TASK MATERIAL:

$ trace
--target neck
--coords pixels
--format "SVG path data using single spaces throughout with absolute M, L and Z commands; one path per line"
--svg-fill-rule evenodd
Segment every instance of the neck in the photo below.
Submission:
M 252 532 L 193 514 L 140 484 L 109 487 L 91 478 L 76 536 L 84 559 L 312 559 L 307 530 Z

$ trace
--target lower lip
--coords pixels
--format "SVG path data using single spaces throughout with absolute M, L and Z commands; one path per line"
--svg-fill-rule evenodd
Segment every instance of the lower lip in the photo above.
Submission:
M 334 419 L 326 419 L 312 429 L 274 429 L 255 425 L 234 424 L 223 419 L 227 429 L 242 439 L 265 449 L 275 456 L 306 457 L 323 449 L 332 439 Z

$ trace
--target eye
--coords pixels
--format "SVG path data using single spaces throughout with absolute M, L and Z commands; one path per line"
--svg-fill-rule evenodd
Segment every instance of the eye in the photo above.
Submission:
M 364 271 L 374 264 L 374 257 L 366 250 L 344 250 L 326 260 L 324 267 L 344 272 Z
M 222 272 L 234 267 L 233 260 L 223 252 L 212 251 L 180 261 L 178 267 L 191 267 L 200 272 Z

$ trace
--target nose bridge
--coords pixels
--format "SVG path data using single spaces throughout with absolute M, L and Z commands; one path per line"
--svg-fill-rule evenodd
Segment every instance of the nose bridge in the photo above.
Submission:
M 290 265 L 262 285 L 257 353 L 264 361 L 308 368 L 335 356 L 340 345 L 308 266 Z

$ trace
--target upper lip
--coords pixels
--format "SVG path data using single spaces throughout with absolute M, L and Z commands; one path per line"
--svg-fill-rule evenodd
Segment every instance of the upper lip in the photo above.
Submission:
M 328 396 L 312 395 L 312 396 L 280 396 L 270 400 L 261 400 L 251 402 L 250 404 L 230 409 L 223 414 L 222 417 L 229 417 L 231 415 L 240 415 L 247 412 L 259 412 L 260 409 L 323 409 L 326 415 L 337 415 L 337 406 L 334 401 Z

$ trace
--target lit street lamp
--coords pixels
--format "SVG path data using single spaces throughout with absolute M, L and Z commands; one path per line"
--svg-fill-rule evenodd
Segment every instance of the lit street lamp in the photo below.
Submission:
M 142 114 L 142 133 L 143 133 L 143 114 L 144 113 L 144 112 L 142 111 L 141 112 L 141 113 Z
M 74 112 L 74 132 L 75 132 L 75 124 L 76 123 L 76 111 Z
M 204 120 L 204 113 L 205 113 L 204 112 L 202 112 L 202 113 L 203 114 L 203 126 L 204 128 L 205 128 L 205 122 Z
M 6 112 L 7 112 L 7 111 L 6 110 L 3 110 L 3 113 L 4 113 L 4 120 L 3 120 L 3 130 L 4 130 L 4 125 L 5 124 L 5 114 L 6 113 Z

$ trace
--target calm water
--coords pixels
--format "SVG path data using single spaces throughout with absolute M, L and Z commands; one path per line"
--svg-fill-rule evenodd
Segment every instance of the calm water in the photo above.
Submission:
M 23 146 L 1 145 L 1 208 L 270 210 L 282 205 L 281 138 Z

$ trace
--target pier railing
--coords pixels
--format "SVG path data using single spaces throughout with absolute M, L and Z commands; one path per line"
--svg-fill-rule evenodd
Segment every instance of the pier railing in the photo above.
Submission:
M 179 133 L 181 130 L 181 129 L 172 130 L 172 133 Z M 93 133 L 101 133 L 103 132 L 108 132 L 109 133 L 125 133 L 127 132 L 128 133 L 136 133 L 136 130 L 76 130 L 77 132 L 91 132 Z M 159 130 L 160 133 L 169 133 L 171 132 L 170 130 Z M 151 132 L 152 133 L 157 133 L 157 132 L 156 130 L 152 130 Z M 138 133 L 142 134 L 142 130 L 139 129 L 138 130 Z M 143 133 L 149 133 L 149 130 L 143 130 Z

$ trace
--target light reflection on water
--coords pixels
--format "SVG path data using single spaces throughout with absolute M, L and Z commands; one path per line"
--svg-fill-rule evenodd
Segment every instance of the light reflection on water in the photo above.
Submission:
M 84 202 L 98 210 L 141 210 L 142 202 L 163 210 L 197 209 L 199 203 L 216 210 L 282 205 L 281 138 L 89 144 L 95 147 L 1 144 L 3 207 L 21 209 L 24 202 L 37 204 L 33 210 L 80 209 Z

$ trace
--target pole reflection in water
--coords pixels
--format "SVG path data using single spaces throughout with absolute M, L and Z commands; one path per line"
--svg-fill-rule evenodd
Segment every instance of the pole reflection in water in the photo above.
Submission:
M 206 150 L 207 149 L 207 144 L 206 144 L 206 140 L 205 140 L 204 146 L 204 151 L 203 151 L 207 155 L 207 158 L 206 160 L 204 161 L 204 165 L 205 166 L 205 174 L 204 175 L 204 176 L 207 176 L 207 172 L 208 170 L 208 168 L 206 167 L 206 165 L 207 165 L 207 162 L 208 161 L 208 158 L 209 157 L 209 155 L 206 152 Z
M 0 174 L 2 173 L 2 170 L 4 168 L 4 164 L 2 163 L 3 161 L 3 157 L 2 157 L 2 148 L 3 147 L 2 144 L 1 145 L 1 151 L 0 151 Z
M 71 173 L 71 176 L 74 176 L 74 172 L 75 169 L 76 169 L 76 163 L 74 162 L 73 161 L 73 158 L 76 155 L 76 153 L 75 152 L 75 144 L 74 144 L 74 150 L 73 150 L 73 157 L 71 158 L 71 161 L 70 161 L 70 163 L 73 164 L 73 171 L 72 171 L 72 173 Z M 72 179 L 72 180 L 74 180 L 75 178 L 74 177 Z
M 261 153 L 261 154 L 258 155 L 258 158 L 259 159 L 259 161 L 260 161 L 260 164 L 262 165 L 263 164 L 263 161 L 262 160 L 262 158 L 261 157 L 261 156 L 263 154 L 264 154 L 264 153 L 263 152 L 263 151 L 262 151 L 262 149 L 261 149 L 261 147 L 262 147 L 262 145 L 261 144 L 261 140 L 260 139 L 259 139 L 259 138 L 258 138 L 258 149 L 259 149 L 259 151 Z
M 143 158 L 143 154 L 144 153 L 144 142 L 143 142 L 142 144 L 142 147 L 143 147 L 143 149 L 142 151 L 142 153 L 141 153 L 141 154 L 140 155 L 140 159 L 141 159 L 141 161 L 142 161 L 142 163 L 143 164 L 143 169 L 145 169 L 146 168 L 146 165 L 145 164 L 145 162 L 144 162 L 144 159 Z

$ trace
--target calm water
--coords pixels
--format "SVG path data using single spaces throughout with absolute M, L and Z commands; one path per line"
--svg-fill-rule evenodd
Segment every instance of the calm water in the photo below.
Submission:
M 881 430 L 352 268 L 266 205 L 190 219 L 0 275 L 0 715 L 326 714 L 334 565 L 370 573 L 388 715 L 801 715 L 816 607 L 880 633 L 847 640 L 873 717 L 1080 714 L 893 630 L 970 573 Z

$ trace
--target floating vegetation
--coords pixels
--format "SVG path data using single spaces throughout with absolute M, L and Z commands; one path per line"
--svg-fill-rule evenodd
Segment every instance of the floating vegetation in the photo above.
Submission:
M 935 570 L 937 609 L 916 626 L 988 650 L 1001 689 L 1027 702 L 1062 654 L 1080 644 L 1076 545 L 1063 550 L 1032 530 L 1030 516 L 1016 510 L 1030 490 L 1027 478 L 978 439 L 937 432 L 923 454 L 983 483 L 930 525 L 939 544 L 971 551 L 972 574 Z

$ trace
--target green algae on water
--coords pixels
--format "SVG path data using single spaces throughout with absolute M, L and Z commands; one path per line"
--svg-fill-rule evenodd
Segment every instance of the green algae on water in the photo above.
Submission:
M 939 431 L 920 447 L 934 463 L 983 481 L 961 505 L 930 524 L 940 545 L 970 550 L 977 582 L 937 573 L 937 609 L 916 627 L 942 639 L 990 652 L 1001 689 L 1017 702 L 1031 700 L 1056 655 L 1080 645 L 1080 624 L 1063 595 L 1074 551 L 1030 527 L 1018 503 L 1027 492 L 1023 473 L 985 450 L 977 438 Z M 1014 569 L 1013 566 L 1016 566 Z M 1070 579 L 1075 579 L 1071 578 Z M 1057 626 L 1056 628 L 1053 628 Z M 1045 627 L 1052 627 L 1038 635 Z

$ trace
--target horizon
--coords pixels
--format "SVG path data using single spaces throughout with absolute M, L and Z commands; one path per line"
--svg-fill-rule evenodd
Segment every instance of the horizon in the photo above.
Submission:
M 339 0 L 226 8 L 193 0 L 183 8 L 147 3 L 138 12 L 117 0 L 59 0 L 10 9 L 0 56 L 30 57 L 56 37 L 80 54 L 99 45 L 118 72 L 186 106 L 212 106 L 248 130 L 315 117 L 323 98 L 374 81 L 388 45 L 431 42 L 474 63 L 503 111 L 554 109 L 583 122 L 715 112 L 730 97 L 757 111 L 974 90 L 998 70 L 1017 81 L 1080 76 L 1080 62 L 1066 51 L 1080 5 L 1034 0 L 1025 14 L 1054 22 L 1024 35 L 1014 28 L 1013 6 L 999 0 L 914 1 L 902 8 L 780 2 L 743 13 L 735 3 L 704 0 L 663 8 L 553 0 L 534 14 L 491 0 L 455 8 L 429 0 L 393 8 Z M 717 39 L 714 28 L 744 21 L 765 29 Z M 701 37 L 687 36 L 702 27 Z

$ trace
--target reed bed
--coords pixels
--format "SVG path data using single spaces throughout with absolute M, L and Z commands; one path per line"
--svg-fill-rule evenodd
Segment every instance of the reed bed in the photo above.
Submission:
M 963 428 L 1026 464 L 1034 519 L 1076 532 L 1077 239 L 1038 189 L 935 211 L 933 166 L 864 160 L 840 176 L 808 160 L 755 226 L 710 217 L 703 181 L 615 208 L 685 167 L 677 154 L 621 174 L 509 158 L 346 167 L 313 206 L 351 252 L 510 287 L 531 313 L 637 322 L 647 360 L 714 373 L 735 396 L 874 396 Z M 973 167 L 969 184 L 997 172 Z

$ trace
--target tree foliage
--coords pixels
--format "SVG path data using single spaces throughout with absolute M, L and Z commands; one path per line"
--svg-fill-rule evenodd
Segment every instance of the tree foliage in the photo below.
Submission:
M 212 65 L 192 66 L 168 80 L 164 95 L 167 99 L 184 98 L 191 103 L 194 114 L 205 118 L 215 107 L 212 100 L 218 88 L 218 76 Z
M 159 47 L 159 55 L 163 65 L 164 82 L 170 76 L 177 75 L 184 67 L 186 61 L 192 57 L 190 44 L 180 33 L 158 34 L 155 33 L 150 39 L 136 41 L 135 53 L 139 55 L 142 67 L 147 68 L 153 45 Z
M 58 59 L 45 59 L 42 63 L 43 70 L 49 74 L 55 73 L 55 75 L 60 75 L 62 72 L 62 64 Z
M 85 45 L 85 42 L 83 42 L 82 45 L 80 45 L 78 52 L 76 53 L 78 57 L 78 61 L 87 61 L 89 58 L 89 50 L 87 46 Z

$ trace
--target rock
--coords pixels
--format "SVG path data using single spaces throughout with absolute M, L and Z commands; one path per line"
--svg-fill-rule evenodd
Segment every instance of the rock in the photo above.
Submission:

WHAT YOU WILL DO: Pull out each line of the data above that contains the string "pier".

ANSWER TO THE TASK:
--target pier railing
Segment every instance of the pier railing in the photo above.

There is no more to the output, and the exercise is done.